[Text-to-region grounding data]
━━━━━━━━━━
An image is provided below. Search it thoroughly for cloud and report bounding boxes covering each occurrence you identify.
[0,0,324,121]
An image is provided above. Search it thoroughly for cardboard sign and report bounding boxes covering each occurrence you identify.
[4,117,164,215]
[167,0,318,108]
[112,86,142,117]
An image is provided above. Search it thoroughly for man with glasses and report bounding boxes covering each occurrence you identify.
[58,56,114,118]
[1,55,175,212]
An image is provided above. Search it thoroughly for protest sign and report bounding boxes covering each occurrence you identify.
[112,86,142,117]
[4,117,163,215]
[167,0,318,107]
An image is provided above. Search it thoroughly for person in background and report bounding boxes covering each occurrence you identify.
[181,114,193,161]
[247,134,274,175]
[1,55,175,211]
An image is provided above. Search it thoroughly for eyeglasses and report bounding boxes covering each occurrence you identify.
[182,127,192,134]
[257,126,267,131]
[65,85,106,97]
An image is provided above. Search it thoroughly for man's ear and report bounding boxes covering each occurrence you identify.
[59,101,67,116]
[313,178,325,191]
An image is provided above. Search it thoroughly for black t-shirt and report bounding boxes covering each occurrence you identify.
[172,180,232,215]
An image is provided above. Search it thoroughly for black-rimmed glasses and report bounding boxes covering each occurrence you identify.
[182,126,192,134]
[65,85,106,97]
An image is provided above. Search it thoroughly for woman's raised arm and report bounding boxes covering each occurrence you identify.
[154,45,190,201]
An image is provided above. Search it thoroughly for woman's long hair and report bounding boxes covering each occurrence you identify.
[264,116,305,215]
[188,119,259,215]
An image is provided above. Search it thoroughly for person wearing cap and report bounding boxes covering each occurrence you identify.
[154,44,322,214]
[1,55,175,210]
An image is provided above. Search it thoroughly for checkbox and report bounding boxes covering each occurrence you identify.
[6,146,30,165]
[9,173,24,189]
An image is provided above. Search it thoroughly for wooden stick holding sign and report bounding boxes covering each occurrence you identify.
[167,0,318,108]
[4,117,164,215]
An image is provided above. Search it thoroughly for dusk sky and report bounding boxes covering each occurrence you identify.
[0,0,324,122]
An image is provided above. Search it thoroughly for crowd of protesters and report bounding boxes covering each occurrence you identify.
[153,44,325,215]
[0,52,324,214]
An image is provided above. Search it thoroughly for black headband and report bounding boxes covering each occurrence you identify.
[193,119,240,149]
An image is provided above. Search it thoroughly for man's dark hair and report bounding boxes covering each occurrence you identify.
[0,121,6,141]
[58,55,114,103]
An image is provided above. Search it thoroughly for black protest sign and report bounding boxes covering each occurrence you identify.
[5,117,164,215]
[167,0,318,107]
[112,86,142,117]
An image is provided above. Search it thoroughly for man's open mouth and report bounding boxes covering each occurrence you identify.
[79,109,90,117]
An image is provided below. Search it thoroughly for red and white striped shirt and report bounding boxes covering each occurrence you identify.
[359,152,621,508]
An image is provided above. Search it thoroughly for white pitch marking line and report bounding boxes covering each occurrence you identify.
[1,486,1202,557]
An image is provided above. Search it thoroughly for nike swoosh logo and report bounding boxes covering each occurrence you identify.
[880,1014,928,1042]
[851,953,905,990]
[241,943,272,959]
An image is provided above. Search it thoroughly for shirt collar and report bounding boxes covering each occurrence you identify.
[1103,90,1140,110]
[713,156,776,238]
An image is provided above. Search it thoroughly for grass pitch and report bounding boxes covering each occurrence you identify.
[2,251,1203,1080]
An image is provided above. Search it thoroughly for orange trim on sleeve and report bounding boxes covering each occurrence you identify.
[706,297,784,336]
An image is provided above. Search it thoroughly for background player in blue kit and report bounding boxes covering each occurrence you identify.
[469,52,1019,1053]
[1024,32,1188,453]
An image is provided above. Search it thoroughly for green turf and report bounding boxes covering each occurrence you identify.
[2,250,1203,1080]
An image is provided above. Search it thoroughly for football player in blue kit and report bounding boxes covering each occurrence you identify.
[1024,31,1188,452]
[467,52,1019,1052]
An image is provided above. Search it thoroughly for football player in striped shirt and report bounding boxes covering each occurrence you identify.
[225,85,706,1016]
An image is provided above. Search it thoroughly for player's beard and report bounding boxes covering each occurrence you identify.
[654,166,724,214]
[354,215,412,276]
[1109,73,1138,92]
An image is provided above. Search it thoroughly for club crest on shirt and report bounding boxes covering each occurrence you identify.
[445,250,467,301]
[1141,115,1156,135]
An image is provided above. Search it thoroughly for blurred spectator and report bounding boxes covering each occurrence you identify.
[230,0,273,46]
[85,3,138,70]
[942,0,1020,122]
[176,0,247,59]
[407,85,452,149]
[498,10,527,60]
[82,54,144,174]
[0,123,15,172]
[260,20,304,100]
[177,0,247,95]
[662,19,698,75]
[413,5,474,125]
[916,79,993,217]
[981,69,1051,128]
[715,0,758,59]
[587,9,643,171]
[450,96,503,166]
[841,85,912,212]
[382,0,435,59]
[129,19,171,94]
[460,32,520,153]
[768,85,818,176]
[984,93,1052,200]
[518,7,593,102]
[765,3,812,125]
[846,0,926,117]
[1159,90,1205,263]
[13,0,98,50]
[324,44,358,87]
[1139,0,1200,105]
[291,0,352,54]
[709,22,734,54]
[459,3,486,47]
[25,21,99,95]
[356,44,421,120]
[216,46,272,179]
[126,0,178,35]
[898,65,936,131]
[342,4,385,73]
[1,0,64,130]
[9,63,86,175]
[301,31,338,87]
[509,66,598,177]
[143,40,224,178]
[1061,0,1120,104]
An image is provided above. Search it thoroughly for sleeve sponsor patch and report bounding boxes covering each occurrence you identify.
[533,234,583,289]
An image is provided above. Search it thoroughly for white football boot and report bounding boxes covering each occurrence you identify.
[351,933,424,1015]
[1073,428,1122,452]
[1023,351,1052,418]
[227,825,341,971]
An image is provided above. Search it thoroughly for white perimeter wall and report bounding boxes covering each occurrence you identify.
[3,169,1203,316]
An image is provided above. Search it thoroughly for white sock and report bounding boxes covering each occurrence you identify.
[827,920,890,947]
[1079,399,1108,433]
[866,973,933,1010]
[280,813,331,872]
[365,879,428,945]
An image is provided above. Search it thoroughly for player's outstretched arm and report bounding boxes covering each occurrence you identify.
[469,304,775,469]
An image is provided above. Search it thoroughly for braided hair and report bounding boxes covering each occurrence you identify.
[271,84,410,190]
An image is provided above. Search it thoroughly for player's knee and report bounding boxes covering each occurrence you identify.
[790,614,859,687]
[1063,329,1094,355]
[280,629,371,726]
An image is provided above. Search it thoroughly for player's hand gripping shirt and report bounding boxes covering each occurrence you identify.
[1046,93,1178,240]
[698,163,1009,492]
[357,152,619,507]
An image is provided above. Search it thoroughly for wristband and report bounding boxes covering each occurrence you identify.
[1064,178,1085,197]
━━━━━━━━━━
Return the records in full, exactly as they read.

An image is provided below. Search it thoroughly for cloud and report bounding boxes covering each occurrence you identify.
[0,0,324,121]
An image is provided above. Search it thoroughly for cardboard sign and report bounding boxes covering each occurrence you identify.
[4,117,164,215]
[167,0,318,108]
[112,86,142,117]
An image is provided above. Search it thoroughly for man with glasses and report bounding boxes covering each occurrence you identify.
[58,56,114,118]
[1,55,175,212]
An image is provided above. Search it thoroughly for protest sign and report bounding boxes covering each occurrence you identify.
[112,86,142,117]
[4,117,163,215]
[167,0,318,107]
An image is provided above. Search it thoroughly for person in background and report bounding boxes covering each occurrence you identify.
[181,114,193,161]
[247,134,274,175]
[1,55,175,211]
An image is provided above. Search it thoroughly for eyeglasses and report bounding boxes covering each occurrence you identify.
[182,127,192,134]
[257,126,267,131]
[65,85,106,97]
An image is provided above. Search it thoroughly for man's ear and report bounding boxes covering each occurrence you identify.
[59,101,67,116]
[313,178,325,191]
An image is provided above. Search it thoroughly for black t-shirt and report bounding boxes covering each occurrence you identify.
[172,180,232,215]
An image is provided above. Search it thoroughly for black-rimmed glasses and report bounding boxes covering each occurrence you identify.
[182,126,192,134]
[65,85,106,97]
An image is provided above. Search it thoroughly for woman's raised arm and report bounding boxes covering each occurrence you identify.
[154,45,190,201]
An image is provided above. Search it thoroughly for woman's long hair and report bounding boxes covering each occurrence you identify.
[264,116,305,215]
[188,119,259,215]
An image is provided above. Search it thoroughly for person wearing cap and report bounding boxes covering each occurrence you identify.
[154,44,322,214]
[1,55,175,210]
An image is provided above. Search it thoroughly for checkbox and report bounding boxes covering each occurrence you identify.
[6,146,30,165]
[9,173,24,189]
An image is provided above. Search it thoroughly for wooden stick holding sign and report bounding boxes covering each occurrence you identify.
[167,0,318,108]
[4,117,164,215]
An image is provided above. Search it thoroughly for dusk sky and report bounding boxes covering each occurrence you identify.
[0,0,324,122]
An image is provided above. Search it thoroughly for crowd of protesters and report bounding boxes covering each occurrence you identify.
[153,44,325,215]
[0,52,324,214]
An image is provided above. Search it thoroughly for black headband and report bounding boxes covering each occurrence you identify.
[193,119,240,149]
An image is provided above. Search it thoroughly for man's dark hair and report bounding boxes covering each occurrence you identify.
[0,121,6,141]
[58,55,114,103]
An image is provided above. Search it thoroughly for black protest sign and report bounding boxes covering each occurrence you identify.
[5,117,164,215]
[167,0,318,107]
[112,86,142,117]
An image is provided above. Search it thoroughly for man's open mouth and report bounding boxes covering each occurrence you identify.
[79,109,90,117]
An image is provided below. Search it thoroughly for red and white striped shirt and report bounding boxes covering each occurrence you identify.
[359,152,621,508]
An image is provided above. Search it thoroughly for white pitch marking line and report bounding boxes covering each occurrence you identify.
[1,486,1202,557]
An image is provided above. Search it thoroughly for nike swoosh logo and report bounding boxes covering each occurrence you identify.
[880,1014,928,1042]
[851,953,905,990]
[241,943,272,959]
An image is provided above. Search it thoroughly for shirt collar and report bounding boxes covering each occurrence you identify.
[1103,90,1140,110]
[713,156,776,238]
An image is provided above. Search it thoroughly for grass pitch and report bounding boxes covering each occurrence you identify.
[2,251,1203,1080]
An image is provided above. Search it thoroughly for orange trim on sleeve and report bounding boxes covering each occurrence you identify.
[706,297,784,336]
An image is provided above. Search it thoroughly for background player in blue kit and report bounding boxes covering each occurrence you identify.
[469,52,1019,1053]
[1024,32,1188,453]
An image is provided above. Search it thoroughly for green turf and report bounding boxes covering each occurrence you identify.
[2,250,1203,1080]
An image is provided above. Search it thoroughly for football player in blue kit and report bounding boxes covering each occurrence you identify.
[1024,31,1188,452]
[467,52,1019,1052]
An image is provided above. Search it thoroughly for football player in striped shirt and report bounding boxes covering each occurrence you identify.
[225,85,706,1016]
An image is provided above. Search it thoroughly for player's beard and report bounding boxes covering each occurrence you identify.
[654,166,724,214]
[354,215,412,276]
[1109,73,1138,92]
An image is provided above. Search it thoroughly for club crest on shirt and report bounding boxes covering each occurrence you identify.
[445,250,467,301]
[1141,115,1156,135]
An image is provided above. Search it thoroughly for blurred spectator and report bounding boxes covering each occurrence you identify.
[230,0,273,46]
[85,3,138,70]
[942,0,1020,122]
[176,0,247,59]
[407,85,452,149]
[498,10,527,60]
[82,54,144,174]
[0,123,15,172]
[260,20,304,100]
[177,0,247,95]
[662,19,698,75]
[413,5,474,125]
[916,79,993,217]
[981,69,1051,128]
[715,0,758,59]
[587,9,643,171]
[450,96,503,166]
[841,85,912,212]
[382,0,435,59]
[129,19,171,94]
[460,32,520,153]
[768,85,818,176]
[984,93,1052,200]
[518,7,593,102]
[765,3,812,125]
[846,0,926,117]
[1159,90,1205,263]
[13,0,98,50]
[324,44,358,87]
[1139,0,1200,105]
[291,0,352,54]
[709,22,734,54]
[459,3,486,47]
[25,21,99,95]
[356,44,421,120]
[216,46,272,179]
[126,0,178,35]
[898,65,936,131]
[342,4,385,73]
[1,0,64,130]
[9,63,86,175]
[301,31,338,87]
[509,66,598,177]
[143,40,224,178]
[1061,0,1120,104]
An image is provided above. Search it thoroughly for sleeve sponsor patch and report bounding boxes covering each occurrence you identify.
[533,234,583,289]
An image is provided above. Search it thoroughly for white football boot and report bounding boxes covering each occurrence you identify.
[351,933,424,1015]
[1073,428,1122,452]
[1023,351,1052,418]
[227,825,341,971]
An image is provided above. Search it thoroughly for white perimeter wall and report bounding boxes covering each occurrence you identify.
[3,169,1203,316]
An image is provided above. Search it thoroughly for white sock and report bounding boxes covering each occurrence you identify.
[827,920,890,947]
[1079,399,1108,433]
[866,973,933,1010]
[280,813,331,872]
[365,879,428,945]
An image is provided above. Search it thoroughly for player's outstretched arm and report bounding boxes covering each occurrence you identify.
[469,304,775,469]
An image is provided above. Search it thoroughly for braided hair and report bounding boxes covering each occurrence you identify.
[271,84,410,190]
An image is provided above. Search it thoroughly for player's knee and report bounding boxes covering each occurrence you identify.
[790,614,859,687]
[1063,329,1094,355]
[280,629,371,726]
An image is provided above. Search it thoroughly for player's hand gripping shirt and report bounding boxes covering each occurrence you identify.
[1046,93,1178,240]
[698,163,1009,492]
[357,152,619,507]
An image is provided above. Search it thoroughly for wristband and report bounding boxes covering each occurrence you identify.
[1064,178,1085,197]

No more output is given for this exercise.